To do: Which lines in the data below contain the word "candy"? List each of those lines in full, treating uppercase and lowercase as different.

Labeled point records:
>> START

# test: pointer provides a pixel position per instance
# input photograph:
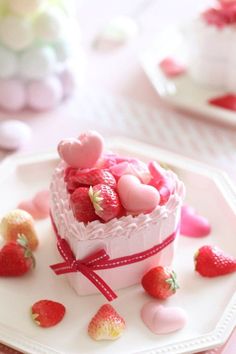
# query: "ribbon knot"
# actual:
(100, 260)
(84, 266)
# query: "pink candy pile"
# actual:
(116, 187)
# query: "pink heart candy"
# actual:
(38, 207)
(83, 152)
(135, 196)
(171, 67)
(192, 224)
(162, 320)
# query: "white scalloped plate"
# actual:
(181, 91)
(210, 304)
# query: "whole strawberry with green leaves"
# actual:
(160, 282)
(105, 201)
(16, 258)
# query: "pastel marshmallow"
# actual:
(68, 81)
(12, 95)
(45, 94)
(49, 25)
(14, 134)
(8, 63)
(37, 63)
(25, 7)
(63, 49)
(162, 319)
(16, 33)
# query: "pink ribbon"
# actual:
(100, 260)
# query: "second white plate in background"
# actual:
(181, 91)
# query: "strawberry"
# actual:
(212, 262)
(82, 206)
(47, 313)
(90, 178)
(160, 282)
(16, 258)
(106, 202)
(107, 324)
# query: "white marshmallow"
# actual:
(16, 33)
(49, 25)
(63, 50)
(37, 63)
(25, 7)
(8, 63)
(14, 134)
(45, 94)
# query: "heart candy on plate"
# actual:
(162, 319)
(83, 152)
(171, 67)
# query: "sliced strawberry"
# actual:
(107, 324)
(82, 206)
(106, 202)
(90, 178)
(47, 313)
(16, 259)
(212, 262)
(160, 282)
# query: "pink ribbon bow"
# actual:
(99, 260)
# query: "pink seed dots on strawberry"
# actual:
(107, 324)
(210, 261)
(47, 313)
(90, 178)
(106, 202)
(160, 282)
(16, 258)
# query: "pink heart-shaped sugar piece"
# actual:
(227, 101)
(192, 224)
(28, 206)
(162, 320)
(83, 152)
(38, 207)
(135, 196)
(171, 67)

>> END
>> START

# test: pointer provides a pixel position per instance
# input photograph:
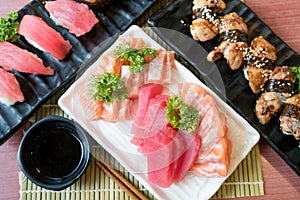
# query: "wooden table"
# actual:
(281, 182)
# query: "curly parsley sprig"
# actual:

>> END

Task output:
# query: "pink candy pile"
# query: "pink heart candy"
# query: "heart candy on plate"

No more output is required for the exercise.